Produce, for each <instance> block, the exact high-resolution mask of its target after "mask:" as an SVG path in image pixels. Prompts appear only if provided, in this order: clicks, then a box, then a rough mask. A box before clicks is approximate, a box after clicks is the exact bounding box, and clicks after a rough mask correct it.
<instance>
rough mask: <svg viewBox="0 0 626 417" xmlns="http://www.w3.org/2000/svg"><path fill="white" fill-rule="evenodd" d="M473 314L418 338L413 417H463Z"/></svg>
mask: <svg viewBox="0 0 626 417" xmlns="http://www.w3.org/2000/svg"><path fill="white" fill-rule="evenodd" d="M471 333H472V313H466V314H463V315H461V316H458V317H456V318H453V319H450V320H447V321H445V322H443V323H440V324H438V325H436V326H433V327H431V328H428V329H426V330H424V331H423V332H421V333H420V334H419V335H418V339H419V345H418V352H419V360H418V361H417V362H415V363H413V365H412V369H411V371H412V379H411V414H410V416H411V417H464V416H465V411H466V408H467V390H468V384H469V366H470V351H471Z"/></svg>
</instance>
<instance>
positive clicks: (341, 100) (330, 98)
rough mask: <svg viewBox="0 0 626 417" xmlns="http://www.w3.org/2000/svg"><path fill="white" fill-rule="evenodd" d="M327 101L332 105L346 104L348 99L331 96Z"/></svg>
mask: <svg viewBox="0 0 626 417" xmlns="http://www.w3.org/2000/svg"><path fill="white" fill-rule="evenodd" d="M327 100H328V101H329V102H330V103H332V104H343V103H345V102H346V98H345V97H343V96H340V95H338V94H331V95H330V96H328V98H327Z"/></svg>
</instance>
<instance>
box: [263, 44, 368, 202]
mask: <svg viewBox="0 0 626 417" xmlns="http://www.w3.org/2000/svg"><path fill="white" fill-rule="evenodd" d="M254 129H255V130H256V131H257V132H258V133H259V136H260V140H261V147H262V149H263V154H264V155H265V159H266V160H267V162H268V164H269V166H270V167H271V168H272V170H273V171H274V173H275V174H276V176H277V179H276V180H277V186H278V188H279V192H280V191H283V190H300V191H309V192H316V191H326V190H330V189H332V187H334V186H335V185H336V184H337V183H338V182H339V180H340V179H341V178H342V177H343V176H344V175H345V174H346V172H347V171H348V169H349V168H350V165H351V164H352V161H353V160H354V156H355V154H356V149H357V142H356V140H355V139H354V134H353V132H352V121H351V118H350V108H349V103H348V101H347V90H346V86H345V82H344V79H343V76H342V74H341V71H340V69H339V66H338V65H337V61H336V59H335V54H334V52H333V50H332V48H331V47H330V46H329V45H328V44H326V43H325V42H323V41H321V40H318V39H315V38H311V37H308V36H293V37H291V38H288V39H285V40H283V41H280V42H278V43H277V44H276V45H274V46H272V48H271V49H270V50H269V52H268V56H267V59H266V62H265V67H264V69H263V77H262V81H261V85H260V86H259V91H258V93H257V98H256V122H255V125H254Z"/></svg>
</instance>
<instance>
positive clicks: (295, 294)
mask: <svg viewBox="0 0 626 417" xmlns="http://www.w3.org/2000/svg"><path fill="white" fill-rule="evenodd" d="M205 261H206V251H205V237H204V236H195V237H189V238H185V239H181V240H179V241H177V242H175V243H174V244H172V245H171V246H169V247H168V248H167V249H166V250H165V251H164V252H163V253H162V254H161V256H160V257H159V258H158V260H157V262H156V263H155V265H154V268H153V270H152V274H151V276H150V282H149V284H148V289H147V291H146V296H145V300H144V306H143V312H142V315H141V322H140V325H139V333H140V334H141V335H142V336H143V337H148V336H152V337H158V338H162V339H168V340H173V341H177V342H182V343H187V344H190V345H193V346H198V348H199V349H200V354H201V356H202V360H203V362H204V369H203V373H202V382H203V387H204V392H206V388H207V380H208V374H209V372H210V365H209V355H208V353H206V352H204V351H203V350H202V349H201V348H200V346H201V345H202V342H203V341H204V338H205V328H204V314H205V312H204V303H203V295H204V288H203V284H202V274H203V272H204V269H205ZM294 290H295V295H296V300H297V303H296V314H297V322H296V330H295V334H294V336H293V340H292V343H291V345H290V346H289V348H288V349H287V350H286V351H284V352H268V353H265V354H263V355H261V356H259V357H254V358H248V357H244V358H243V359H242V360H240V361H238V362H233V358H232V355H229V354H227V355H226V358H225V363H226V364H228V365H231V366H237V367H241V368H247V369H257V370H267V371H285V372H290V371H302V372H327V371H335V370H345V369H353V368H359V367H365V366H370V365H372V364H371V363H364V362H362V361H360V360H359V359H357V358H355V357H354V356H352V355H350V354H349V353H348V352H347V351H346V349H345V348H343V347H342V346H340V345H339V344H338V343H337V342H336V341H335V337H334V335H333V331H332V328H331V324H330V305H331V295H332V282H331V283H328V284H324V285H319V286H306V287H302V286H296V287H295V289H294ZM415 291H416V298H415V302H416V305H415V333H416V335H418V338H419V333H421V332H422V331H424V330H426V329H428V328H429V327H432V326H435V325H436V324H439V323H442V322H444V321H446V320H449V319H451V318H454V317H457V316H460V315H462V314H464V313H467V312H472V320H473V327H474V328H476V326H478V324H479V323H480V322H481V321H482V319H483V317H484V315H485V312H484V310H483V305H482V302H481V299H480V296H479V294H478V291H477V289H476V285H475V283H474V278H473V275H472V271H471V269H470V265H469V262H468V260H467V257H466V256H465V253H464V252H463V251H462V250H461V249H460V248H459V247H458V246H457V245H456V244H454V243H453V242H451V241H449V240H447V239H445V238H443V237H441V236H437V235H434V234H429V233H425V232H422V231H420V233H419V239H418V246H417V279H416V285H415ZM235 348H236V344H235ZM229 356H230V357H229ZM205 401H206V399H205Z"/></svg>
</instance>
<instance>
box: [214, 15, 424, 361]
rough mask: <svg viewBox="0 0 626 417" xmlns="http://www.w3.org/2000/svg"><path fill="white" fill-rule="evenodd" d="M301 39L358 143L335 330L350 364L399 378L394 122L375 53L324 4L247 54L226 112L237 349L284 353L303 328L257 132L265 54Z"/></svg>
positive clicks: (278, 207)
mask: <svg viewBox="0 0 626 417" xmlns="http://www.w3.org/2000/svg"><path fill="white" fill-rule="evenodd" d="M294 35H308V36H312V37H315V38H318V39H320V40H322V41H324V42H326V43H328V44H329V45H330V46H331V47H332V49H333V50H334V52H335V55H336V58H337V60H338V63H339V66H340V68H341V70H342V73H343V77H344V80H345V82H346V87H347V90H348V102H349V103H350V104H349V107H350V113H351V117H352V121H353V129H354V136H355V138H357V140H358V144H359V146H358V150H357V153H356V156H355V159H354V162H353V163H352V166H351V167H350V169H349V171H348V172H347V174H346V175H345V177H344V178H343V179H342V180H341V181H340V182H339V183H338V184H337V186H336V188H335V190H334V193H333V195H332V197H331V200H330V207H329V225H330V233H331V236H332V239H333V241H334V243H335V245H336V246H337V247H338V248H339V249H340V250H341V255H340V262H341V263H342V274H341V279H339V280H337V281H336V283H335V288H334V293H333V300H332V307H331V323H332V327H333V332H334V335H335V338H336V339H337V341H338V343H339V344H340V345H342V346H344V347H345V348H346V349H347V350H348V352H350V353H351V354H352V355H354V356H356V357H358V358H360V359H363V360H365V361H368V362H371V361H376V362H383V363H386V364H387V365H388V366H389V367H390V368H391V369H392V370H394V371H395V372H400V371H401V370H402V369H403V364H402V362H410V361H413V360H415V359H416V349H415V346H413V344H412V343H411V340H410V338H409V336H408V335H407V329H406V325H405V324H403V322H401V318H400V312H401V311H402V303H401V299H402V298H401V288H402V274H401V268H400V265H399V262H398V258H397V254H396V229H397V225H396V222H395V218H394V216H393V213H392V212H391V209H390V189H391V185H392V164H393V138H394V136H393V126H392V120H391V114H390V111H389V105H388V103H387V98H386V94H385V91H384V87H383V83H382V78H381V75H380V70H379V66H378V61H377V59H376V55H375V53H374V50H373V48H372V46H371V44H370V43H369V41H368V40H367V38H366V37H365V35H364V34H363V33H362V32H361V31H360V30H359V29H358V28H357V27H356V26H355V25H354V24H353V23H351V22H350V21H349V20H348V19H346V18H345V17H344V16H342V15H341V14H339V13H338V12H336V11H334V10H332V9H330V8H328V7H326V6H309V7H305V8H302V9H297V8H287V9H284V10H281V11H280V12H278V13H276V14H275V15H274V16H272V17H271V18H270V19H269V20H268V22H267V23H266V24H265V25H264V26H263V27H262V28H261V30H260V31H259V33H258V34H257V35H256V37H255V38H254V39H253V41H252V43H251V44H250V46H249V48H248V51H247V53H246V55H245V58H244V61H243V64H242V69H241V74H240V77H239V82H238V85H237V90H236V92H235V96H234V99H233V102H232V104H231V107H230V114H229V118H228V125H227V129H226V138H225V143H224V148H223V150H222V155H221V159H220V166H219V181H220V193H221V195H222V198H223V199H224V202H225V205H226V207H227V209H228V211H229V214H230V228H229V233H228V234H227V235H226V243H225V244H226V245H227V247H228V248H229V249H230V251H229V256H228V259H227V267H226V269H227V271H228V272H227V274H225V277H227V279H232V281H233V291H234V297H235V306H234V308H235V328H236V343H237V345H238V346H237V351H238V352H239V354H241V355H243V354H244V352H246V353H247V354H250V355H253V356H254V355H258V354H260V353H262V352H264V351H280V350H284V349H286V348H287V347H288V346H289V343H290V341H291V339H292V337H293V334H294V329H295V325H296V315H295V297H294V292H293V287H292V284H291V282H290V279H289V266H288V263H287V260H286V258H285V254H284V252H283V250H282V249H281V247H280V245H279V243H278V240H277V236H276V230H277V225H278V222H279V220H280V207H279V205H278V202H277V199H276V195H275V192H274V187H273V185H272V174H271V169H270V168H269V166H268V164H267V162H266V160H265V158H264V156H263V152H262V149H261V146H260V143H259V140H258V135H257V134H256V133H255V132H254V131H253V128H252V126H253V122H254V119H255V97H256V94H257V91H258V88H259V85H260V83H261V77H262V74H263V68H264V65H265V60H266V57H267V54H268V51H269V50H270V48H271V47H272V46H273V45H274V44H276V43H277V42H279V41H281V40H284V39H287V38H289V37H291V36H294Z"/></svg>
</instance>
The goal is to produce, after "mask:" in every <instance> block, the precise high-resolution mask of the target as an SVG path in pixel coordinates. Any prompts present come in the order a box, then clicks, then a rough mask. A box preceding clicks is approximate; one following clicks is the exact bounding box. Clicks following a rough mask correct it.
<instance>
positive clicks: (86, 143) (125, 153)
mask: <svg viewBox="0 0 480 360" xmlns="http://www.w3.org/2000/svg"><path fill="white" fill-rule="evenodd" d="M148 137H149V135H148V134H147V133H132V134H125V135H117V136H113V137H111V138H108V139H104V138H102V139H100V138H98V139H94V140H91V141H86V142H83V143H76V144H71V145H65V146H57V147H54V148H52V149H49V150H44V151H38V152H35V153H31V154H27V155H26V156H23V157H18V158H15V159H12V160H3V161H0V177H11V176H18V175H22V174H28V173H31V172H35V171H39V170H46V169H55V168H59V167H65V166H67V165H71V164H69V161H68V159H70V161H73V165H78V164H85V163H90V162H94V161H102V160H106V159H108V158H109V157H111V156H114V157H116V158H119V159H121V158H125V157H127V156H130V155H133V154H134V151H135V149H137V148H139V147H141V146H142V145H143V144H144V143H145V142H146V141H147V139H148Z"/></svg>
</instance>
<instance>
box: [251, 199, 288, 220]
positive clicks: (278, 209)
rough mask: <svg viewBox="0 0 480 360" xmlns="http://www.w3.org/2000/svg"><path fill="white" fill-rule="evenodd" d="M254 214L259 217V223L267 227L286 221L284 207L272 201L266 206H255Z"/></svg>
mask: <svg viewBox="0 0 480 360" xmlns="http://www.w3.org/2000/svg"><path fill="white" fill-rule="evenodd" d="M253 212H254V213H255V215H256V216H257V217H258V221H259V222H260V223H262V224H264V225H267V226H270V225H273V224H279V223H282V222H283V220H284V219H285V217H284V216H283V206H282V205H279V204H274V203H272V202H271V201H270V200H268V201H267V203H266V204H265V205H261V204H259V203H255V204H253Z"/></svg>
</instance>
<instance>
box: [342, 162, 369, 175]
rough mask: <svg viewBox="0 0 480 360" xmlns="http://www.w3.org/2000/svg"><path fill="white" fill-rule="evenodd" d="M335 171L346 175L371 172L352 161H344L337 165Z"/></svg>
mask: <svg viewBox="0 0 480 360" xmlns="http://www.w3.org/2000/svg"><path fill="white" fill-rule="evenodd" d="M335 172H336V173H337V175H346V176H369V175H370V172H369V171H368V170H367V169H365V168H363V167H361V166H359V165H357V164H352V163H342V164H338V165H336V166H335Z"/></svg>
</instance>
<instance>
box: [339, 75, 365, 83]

TASK TO COMPLETE. Copy, exactly and only, the lines above that begin with the one containing "The goal is" and finish with the one containing "positive clicks: (278, 209)".

EXERCISE ANSWER.
The goal is to produce, after "mask:" in every <instance> block, the precise high-resolution mask of the target as an SVG path in pixel coordinates. Any prompts present come in the order a box, then clicks, then a rough mask. A box preceding clicks is approximate; one following clicks is the exact bounding box. Clicks following a rough mask correct it.
<instance>
positive clicks: (86, 143) (125, 153)
mask: <svg viewBox="0 0 480 360" xmlns="http://www.w3.org/2000/svg"><path fill="white" fill-rule="evenodd" d="M148 137H149V135H148V134H147V133H132V134H125V135H117V136H113V137H111V138H108V139H104V138H102V139H100V138H98V139H94V140H91V141H86V142H83V143H76V144H71V145H65V146H57V147H54V148H52V149H49V150H44V151H38V152H35V153H31V154H27V155H26V156H23V157H18V158H15V159H12V160H3V161H0V177H11V176H18V175H22V174H28V173H31V172H35V171H39V170H46V169H55V168H59V167H65V166H67V165H71V164H69V161H68V159H70V161H73V165H78V164H85V163H90V162H94V161H102V160H106V159H108V158H109V157H111V156H114V157H116V158H119V159H121V158H125V157H127V156H130V155H133V154H134V151H135V149H137V148H139V147H141V146H142V145H143V144H144V143H145V142H146V141H147V139H148Z"/></svg>
</instance>
<instance>
box: [251, 199, 288, 220]
positive clicks: (278, 209)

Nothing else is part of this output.